=== Extracto de página ===
**********
Si acepta que los jueces deben tener la misma racionalidad que su gobierno, también deberá asumir que estos deberán ser partícipes de la conducción política del país, en tanto no habrá diferencias entre lo que ella diga o haga con respecto a lo que los juzgadores consideren que están obligados a decir o a hacer. Al provenir de la misma fuente de legitimidad electoral no es evidente —ni funcional ni ideológicamente— por qué razón los jueces no se considerarán llamados a desarrollar sus propios entendimientos políticos con independencia a los que los legisladores o la presidenta estimen adecuados, necesarios o convenientes. Unos y otros serían representantes populares dotados de la misma legitimidad y sin que entre ellos existan diferencias fundamentales en cuanto a proveniencia, mandato o vinculación con el pueblo.
Los diferentes orígenes entre los representantes populares a los cargos legislativos y ejecutivos frente a los de los juzgadores, tienen el propósito de diferenciar sus condiciones funcionales. Los primeros tienen que actuar conforme a los mandatos que sus electores vayan determinando en los comicios que periódicamente se celebren; los segundos, por su parte, tienen que someterse a las disposiciones jurídicas emitidas por esos representantes populares. De esta manera, los juzgadores no son entes que de manera autónoma puedan ni deban actuar por lo que por sí mismos estimen que es la voluntad de las mayorías, sino, por el contrario, asumir que tal voluntad ha quedado plasmada en una norma jurídica a la cual deben obediencia por provenir precisamente de un ejercicio democrático.
Desde el momento en que a los juzgadores se les lanza al campo de las contiendas electorales, se les hace partícipes de la voluntad popular. De la necesidad de entender, directamente y sin mediación alguna, los mandatos del electorado que habrá de llevarlos al triunfo en las casillas. Su vinculación dejaría de ser con las normas aprobadas por los representantes populares, para ser, al igual que la de estos, directamente con el electorado. Así como el legislador se considera sometido únicamente al mandato de su elector, así el juez habrá de saberse vinculado en los mismos términos con él. Lo que el legislador haya establecido en la ley no tendrá por qué serle vinculante si, finalmente, hay un elector al cual obedecer directamente y sin intermediación de nadie, ni siquiera de un partido político, en tanto su participación está expresamente prohibida.
En el juego de las apelaciones democráticas, los impulsores de la reforma no parecen estar considerando sus fundamentos políticos. Parecen estarse limitando a ver un juego de dominaciones cortoplacistas, sin atender a las posibilidades operativas del Estado mismo. Puedo entender que el todavía presidente López Obrador piense que va a establecer algún tipo de control sobre los jueces para su personal beneficio. Lo que ya no resulta tan claro es por qué la futura presidenta y su propio proyecto de gobierno habrían de beneficiarse de una solución en la cual los juzgadores terminarían disputándole la conducción política del país.
**********
[Datos de señalamiento de regiones]

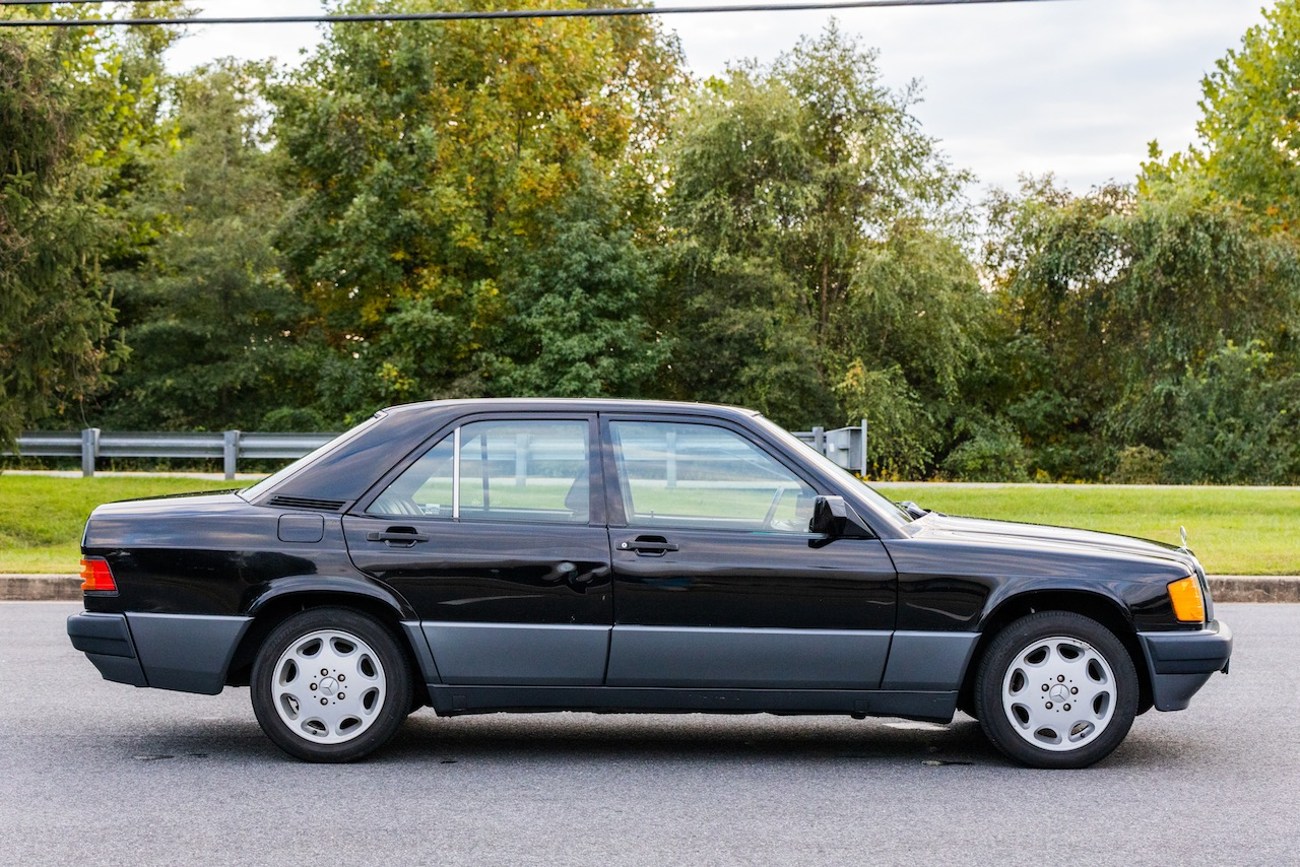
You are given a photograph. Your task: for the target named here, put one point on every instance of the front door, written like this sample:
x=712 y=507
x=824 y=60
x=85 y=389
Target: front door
x=718 y=581
x=495 y=536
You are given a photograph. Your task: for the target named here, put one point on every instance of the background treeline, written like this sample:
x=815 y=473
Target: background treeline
x=555 y=208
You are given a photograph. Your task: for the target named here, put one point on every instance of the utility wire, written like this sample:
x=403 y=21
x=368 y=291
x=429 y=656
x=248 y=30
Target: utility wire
x=468 y=16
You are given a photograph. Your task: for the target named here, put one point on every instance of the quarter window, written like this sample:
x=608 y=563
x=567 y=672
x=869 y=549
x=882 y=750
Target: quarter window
x=703 y=476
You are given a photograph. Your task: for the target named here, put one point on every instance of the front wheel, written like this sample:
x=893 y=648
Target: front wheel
x=330 y=685
x=1056 y=690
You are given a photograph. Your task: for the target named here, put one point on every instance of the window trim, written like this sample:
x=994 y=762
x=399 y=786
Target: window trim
x=596 y=467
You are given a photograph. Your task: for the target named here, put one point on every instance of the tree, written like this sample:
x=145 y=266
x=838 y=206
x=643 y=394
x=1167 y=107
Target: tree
x=815 y=267
x=1249 y=128
x=213 y=328
x=1112 y=299
x=438 y=178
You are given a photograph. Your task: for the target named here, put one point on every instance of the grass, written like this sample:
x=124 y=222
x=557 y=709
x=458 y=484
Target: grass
x=1235 y=530
x=42 y=516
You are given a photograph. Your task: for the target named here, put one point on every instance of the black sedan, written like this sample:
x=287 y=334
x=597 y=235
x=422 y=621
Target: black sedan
x=615 y=555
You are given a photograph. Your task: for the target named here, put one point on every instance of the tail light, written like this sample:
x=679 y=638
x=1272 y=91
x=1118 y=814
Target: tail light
x=1188 y=601
x=96 y=576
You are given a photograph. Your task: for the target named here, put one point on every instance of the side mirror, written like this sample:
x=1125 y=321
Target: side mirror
x=836 y=519
x=913 y=510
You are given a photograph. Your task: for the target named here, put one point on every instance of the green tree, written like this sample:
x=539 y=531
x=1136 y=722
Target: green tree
x=437 y=180
x=1110 y=298
x=76 y=107
x=213 y=328
x=1238 y=420
x=55 y=317
x=1249 y=128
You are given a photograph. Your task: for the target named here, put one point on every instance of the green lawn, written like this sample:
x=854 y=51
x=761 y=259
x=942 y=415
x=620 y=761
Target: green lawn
x=42 y=516
x=1235 y=530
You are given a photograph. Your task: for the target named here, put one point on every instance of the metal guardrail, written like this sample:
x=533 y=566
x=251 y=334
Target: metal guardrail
x=92 y=443
x=845 y=446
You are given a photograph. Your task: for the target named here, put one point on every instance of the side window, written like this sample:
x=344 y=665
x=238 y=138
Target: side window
x=702 y=476
x=534 y=471
x=498 y=471
x=424 y=489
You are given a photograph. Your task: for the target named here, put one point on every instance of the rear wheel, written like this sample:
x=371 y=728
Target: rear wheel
x=1056 y=690
x=330 y=685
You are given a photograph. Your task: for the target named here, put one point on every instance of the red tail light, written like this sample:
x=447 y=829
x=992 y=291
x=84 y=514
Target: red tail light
x=96 y=576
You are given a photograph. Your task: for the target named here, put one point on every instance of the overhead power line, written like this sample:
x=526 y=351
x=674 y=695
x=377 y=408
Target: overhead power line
x=610 y=12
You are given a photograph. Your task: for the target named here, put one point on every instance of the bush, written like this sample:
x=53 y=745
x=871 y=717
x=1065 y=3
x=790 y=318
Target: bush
x=1139 y=465
x=993 y=454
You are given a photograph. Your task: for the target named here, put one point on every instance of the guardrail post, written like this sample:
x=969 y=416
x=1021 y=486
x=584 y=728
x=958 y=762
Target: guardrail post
x=863 y=447
x=229 y=452
x=90 y=450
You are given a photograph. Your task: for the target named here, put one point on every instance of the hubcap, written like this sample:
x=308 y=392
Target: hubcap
x=329 y=686
x=1058 y=693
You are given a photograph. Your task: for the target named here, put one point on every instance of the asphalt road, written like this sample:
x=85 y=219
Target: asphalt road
x=102 y=774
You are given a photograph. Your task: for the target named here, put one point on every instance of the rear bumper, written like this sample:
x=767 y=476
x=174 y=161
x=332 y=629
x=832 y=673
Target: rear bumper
x=190 y=653
x=1181 y=662
x=107 y=642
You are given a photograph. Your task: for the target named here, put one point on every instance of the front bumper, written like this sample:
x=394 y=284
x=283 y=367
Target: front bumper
x=107 y=642
x=1181 y=662
x=190 y=653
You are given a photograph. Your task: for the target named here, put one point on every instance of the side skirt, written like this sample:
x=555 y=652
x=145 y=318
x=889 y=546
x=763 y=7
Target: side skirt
x=935 y=706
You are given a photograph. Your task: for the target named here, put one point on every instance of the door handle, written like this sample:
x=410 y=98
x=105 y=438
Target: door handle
x=649 y=545
x=398 y=536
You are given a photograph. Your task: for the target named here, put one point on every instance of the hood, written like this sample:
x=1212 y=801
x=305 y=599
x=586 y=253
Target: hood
x=982 y=532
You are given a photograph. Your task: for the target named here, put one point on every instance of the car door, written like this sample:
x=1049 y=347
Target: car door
x=718 y=581
x=495 y=536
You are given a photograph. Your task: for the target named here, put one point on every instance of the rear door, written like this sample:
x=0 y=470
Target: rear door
x=495 y=536
x=718 y=581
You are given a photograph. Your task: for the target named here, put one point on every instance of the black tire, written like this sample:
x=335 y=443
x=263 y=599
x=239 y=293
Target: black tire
x=1056 y=690
x=330 y=685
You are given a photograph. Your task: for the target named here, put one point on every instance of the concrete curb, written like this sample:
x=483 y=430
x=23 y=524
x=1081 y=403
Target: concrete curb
x=1223 y=588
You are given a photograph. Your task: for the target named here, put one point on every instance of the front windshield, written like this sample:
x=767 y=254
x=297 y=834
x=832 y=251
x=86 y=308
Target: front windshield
x=879 y=501
x=256 y=490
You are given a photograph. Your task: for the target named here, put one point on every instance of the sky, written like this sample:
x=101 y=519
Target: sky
x=1074 y=87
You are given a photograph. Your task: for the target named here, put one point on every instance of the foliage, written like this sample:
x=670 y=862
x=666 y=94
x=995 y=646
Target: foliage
x=1249 y=128
x=1234 y=530
x=436 y=180
x=206 y=308
x=1112 y=298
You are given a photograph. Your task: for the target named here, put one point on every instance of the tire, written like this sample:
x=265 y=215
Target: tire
x=330 y=685
x=1056 y=690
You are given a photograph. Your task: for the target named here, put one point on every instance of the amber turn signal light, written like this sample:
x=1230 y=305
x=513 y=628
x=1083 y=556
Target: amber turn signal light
x=96 y=576
x=1188 y=602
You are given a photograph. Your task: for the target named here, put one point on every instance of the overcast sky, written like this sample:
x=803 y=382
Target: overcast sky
x=1077 y=87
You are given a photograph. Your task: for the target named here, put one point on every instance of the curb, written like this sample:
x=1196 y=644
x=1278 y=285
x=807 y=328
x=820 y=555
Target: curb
x=1223 y=588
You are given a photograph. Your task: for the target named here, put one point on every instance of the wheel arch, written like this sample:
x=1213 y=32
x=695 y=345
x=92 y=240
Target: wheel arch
x=1104 y=610
x=273 y=607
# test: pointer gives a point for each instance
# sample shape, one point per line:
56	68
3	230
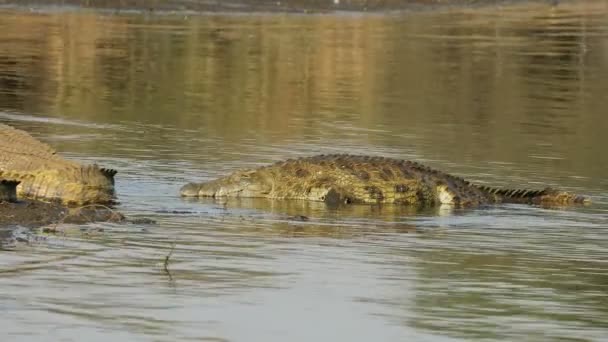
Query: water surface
505	96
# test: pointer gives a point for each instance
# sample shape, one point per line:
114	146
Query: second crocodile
45	175
363	179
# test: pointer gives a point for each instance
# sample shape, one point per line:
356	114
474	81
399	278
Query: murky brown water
505	96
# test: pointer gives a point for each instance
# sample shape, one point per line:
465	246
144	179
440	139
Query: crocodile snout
190	190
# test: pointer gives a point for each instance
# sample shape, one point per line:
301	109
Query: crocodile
45	175
343	178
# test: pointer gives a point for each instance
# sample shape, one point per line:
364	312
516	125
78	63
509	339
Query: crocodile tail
8	190
547	196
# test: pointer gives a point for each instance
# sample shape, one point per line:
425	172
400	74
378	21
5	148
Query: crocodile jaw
444	195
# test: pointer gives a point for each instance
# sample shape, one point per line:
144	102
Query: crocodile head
239	184
72	186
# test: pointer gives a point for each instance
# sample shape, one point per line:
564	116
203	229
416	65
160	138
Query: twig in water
166	263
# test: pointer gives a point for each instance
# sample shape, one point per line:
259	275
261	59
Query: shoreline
199	7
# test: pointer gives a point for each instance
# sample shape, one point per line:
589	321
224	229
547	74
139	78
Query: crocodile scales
343	178
45	175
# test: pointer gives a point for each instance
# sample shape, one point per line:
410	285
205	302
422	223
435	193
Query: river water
506	96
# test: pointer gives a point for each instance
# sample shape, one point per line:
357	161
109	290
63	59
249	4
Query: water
507	96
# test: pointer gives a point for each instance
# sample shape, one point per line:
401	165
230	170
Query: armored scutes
45	175
363	179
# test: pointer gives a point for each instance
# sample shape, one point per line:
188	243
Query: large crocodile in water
45	175
364	179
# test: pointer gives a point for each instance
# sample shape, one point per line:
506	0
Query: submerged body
45	175
364	179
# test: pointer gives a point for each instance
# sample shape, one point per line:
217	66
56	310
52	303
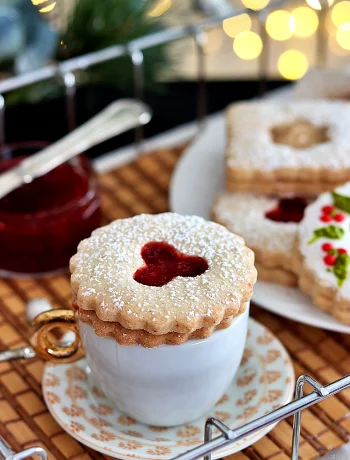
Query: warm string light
161	7
281	25
316	4
255	5
343	37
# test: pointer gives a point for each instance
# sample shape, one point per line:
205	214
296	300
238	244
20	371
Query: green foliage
341	268
95	25
332	231
341	202
92	26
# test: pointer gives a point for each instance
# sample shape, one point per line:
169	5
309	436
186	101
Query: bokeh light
341	13
343	36
161	7
306	21
316	4
292	64
248	45
335	48
237	25
280	25
255	5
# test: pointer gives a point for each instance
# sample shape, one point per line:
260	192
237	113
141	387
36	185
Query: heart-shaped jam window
164	263
287	210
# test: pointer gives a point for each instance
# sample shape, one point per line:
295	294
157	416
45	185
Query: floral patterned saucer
**********
=== Lo que se pide ===
Actualiza el extracto sobre la elección de los jueces: reprodúcelo desde "Si acepta que" hasta "con el pueblo.", ambos incluidos, y cambia "jueces" por "magistrados". Los ítems no intervienen para nada en este ejercicio.

=== Respuesta al ejercicio ===
Si acepta que los magistrados deben tener la misma racionalidad que su gobierno, también deberá asumir que estos deberán ser partícipes de la conducción política del país, en tanto no habrá diferencias entre lo que ella diga o haga con respecto a lo que los juzgadores consideren que están obligados a decir o a hacer. Al provenir de la misma fuente de legitimidad electoral no es evidente —ni funcional ni ideológicamente— por qué razón los magistrados no se considerarán llamados a desarrollar sus propios entendimientos políticos con independencia a los que los legisladores o la presidenta estimen adecuados, necesarios o convenientes. Unos y otros serían representantes populares dotados de la misma legitimidad y sin que entre ellos existan diferencias fundamentales en cuanto a proveniencia, mandato o vinculación con el pueblo.